Brief ->
Print every entry, word for word, and skip the images.

· · · ·

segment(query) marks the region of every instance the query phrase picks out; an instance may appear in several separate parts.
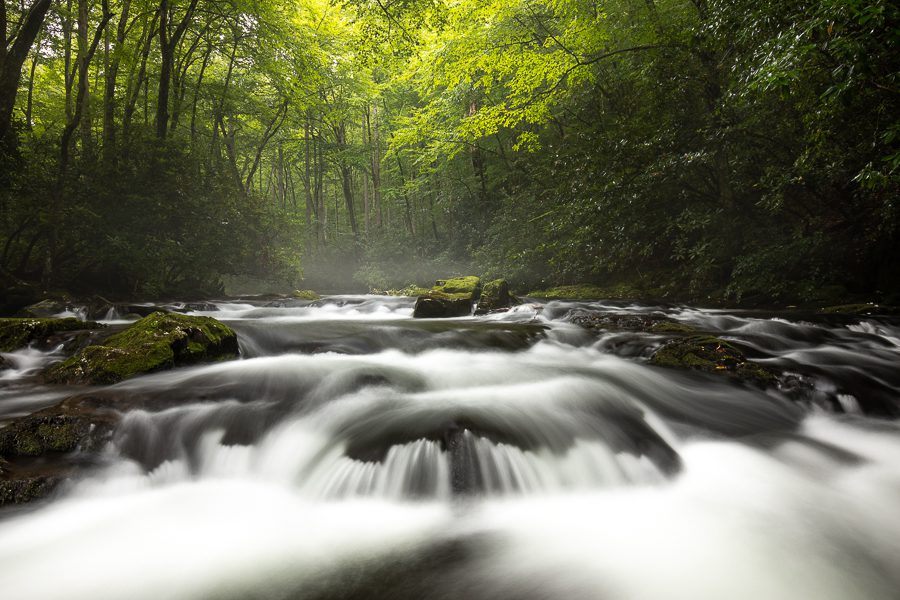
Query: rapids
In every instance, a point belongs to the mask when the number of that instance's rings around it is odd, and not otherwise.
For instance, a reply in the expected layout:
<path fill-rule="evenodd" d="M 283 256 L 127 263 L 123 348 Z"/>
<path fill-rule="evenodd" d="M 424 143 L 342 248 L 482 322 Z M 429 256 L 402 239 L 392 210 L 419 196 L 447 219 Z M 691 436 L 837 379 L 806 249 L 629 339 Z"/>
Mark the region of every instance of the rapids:
<path fill-rule="evenodd" d="M 896 321 L 412 307 L 171 305 L 233 327 L 241 360 L 98 390 L 140 408 L 93 469 L 0 511 L 0 597 L 898 597 Z M 788 376 L 653 367 L 664 336 L 585 310 L 665 315 Z M 0 421 L 74 393 L 34 380 L 58 350 L 4 358 Z"/>

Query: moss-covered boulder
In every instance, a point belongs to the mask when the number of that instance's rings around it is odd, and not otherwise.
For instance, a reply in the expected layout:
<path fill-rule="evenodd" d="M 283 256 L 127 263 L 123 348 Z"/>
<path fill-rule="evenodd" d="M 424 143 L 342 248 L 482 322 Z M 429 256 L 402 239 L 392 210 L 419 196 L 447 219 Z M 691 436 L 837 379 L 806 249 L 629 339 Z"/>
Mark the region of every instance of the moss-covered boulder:
<path fill-rule="evenodd" d="M 88 346 L 50 367 L 50 383 L 116 383 L 140 373 L 234 358 L 237 336 L 211 317 L 153 313 L 101 346 Z"/>
<path fill-rule="evenodd" d="M 650 363 L 720 373 L 760 386 L 774 385 L 777 381 L 775 373 L 747 360 L 740 350 L 725 340 L 707 335 L 691 335 L 671 340 L 653 354 Z"/>
<path fill-rule="evenodd" d="M 475 309 L 476 315 L 484 315 L 489 312 L 506 310 L 519 299 L 509 293 L 509 283 L 505 279 L 489 281 L 481 288 L 481 297 Z"/>
<path fill-rule="evenodd" d="M 526 294 L 531 298 L 545 300 L 634 300 L 641 295 L 637 288 L 627 284 L 601 287 L 585 283 L 534 290 Z"/>
<path fill-rule="evenodd" d="M 475 276 L 439 279 L 433 288 L 416 299 L 413 317 L 440 319 L 472 314 L 481 297 L 481 279 Z"/>
<path fill-rule="evenodd" d="M 297 300 L 319 300 L 322 298 L 322 296 L 313 290 L 294 290 L 291 296 Z"/>
<path fill-rule="evenodd" d="M 30 343 L 46 347 L 57 334 L 105 327 L 93 321 L 67 319 L 0 319 L 0 352 L 12 352 Z"/>
<path fill-rule="evenodd" d="M 71 452 L 89 431 L 90 423 L 76 417 L 26 417 L 0 429 L 0 455 L 40 456 L 47 452 Z"/>
<path fill-rule="evenodd" d="M 123 411 L 139 402 L 133 395 L 73 396 L 0 428 L 0 506 L 38 500 L 93 468 Z"/>

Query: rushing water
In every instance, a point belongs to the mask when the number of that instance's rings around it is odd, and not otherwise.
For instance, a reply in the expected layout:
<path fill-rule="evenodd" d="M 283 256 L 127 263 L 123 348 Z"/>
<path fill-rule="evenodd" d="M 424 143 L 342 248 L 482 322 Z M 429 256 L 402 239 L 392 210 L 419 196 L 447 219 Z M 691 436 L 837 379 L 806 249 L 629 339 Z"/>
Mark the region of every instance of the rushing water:
<path fill-rule="evenodd" d="M 195 308 L 234 327 L 242 359 L 97 392 L 143 408 L 99 466 L 0 513 L 4 599 L 900 595 L 896 323 L 562 302 L 413 320 L 411 299 L 371 296 Z M 569 322 L 586 309 L 665 314 L 793 375 L 763 391 L 652 367 L 664 336 Z M 3 419 L 71 393 L 29 378 L 58 352 L 5 358 Z"/>

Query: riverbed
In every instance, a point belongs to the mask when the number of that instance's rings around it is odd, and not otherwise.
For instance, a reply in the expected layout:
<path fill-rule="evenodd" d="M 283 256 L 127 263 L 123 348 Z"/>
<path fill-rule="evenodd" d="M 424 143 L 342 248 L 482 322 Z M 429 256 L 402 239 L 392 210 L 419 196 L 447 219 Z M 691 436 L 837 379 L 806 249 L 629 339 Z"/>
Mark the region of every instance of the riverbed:
<path fill-rule="evenodd" d="M 92 467 L 0 512 L 0 595 L 897 598 L 897 321 L 413 303 L 170 305 L 231 326 L 241 358 L 104 388 L 130 410 Z M 573 322 L 598 313 L 688 325 L 782 377 L 650 365 L 672 336 Z M 35 379 L 60 350 L 4 356 L 4 421 L 84 393 Z"/>

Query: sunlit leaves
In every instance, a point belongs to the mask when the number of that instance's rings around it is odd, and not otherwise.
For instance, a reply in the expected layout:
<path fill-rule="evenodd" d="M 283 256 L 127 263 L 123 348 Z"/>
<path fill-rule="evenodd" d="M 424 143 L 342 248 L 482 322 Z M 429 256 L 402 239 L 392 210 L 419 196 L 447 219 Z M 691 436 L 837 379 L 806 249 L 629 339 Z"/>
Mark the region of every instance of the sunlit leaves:
<path fill-rule="evenodd" d="M 445 26 L 423 36 L 410 63 L 408 78 L 424 102 L 395 144 L 418 141 L 432 156 L 452 156 L 465 144 L 513 131 L 515 149 L 538 148 L 529 128 L 547 123 L 573 88 L 591 81 L 602 23 L 596 5 L 581 0 L 450 3 Z"/>

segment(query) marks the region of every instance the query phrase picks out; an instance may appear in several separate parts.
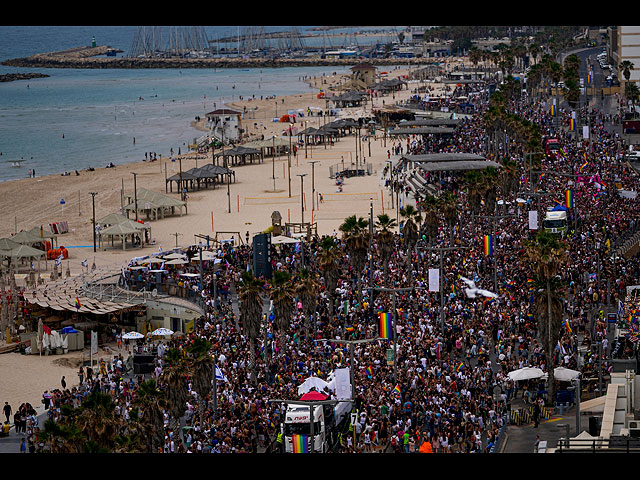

· · · ·

Your response ->
segment(query) marks the region of every instance the query phrase picks out; an instance may appear in several separate parts.
Query: rapids
In every instance, a point belongs to the mask when the number of that instance's rings around it is odd, and not otherwise.
For instance, a reply in the expected layout:
<path fill-rule="evenodd" d="M 283 256 L 127 263 L 123 348 Z"/>
<path fill-rule="evenodd" d="M 424 143 L 342 248 L 482 322 Z M 429 256 L 402 239 L 392 210 L 419 196 L 447 219 Z M 691 436 L 837 379 L 806 249 L 629 339 Z"/>
Mark the region of every instance of the rapids:
<path fill-rule="evenodd" d="M 896 321 L 412 307 L 171 305 L 233 327 L 241 360 L 98 390 L 140 408 L 93 469 L 0 511 L 0 597 L 898 597 Z M 788 376 L 653 367 L 664 336 L 585 310 L 665 315 Z M 0 421 L 74 393 L 34 380 L 58 350 L 4 358 Z"/>

Query: moss-covered boulder
In every instance, a point belongs to the mask when the number of that instance's rings around it is odd, and not otherwise.
For instance, a reply in the expected layout:
<path fill-rule="evenodd" d="M 283 256 L 127 263 L 123 348 Z"/>
<path fill-rule="evenodd" d="M 424 143 L 342 248 L 482 322 Z M 429 256 L 402 239 L 392 210 L 419 196 L 447 219 Z M 691 436 L 837 379 L 806 249 L 629 339 Z"/>
Mark the region of every instance of the moss-covered boulder:
<path fill-rule="evenodd" d="M 88 346 L 50 367 L 50 383 L 116 383 L 140 373 L 234 358 L 237 336 L 211 317 L 153 313 L 101 346 Z"/>
<path fill-rule="evenodd" d="M 650 363 L 720 373 L 760 386 L 774 385 L 777 381 L 775 373 L 747 360 L 740 350 L 725 340 L 707 335 L 691 335 L 671 340 L 653 354 Z"/>
<path fill-rule="evenodd" d="M 475 309 L 476 315 L 484 315 L 489 312 L 506 310 L 519 299 L 509 293 L 509 283 L 505 279 L 489 281 L 481 288 L 481 297 Z"/>
<path fill-rule="evenodd" d="M 526 294 L 531 298 L 545 300 L 634 300 L 641 295 L 637 288 L 627 284 L 601 287 L 585 283 L 534 290 Z"/>
<path fill-rule="evenodd" d="M 475 276 L 439 279 L 433 288 L 416 299 L 413 317 L 440 319 L 472 314 L 481 297 L 481 279 Z"/>
<path fill-rule="evenodd" d="M 297 300 L 319 300 L 322 298 L 322 296 L 313 290 L 294 290 L 291 296 Z"/>
<path fill-rule="evenodd" d="M 30 343 L 46 347 L 57 334 L 105 327 L 93 321 L 67 319 L 0 319 L 0 352 L 12 352 Z"/>
<path fill-rule="evenodd" d="M 71 452 L 89 431 L 90 423 L 76 417 L 26 417 L 0 429 L 0 455 L 40 456 L 47 452 Z"/>
<path fill-rule="evenodd" d="M 123 411 L 139 402 L 133 395 L 73 396 L 0 428 L 0 506 L 38 500 L 93 468 Z"/>

Query: rushing water
In every instance, a point belongs to the mask when the number of that instance's rings around it is odd, and not otherwise.
For instance, a reply in the expected layout:
<path fill-rule="evenodd" d="M 283 256 L 127 263 L 123 348 Z"/>
<path fill-rule="evenodd" d="M 424 143 L 342 248 L 482 322 Z M 429 256 L 402 239 L 392 210 L 419 196 L 447 219 Z M 691 436 L 837 379 L 806 249 L 629 339 Z"/>
Mark the region of every instance of the rushing water:
<path fill-rule="evenodd" d="M 195 308 L 234 327 L 242 359 L 97 392 L 143 408 L 99 466 L 0 513 L 4 599 L 900 595 L 896 323 L 562 302 L 413 320 L 411 299 L 371 296 Z M 569 322 L 586 309 L 665 314 L 793 375 L 763 391 L 652 367 L 664 336 Z M 3 419 L 71 393 L 29 378 L 58 352 L 5 358 Z"/>

Query: riverbed
In every instance, a point belongs to the mask when the number of that instance's rings around it is odd, and not otherwise.
For instance, a reply in the expected layout:
<path fill-rule="evenodd" d="M 283 256 L 127 263 L 123 348 Z"/>
<path fill-rule="evenodd" d="M 424 143 L 342 248 L 482 322 Z M 429 256 L 402 239 L 392 210 L 419 196 L 447 219 Z M 691 436 L 837 379 L 806 249 L 629 339 Z"/>
Mark the region of every instance of the riverbed:
<path fill-rule="evenodd" d="M 92 467 L 0 512 L 0 595 L 897 598 L 897 321 L 413 303 L 170 305 L 231 326 L 241 358 L 104 388 L 130 410 Z M 573 322 L 598 313 L 688 325 L 782 377 L 650 365 L 672 336 Z M 35 379 L 60 350 L 4 356 L 4 421 L 84 393 Z"/>

Query: sunlit leaves
In every instance, a point belongs to the mask when the number of that instance's rings around it is odd, and not otherwise.
For instance, a reply in the expected layout:
<path fill-rule="evenodd" d="M 283 256 L 127 263 L 123 348 Z"/>
<path fill-rule="evenodd" d="M 424 143 L 342 248 L 482 322 Z M 429 256 L 402 239 L 392 210 L 419 196 L 447 219 Z M 691 436 L 837 379 L 806 249 L 629 339 Z"/>
Mark the region of every instance of the sunlit leaves:
<path fill-rule="evenodd" d="M 445 26 L 423 36 L 410 63 L 408 78 L 424 102 L 395 144 L 418 141 L 432 156 L 452 156 L 465 144 L 513 131 L 515 149 L 538 148 L 529 128 L 547 123 L 573 88 L 591 81 L 602 23 L 596 5 L 581 0 L 450 3 Z"/>

segment(query) marks the region of every instance the query phrase picks out; an instance may appear in several separate parts.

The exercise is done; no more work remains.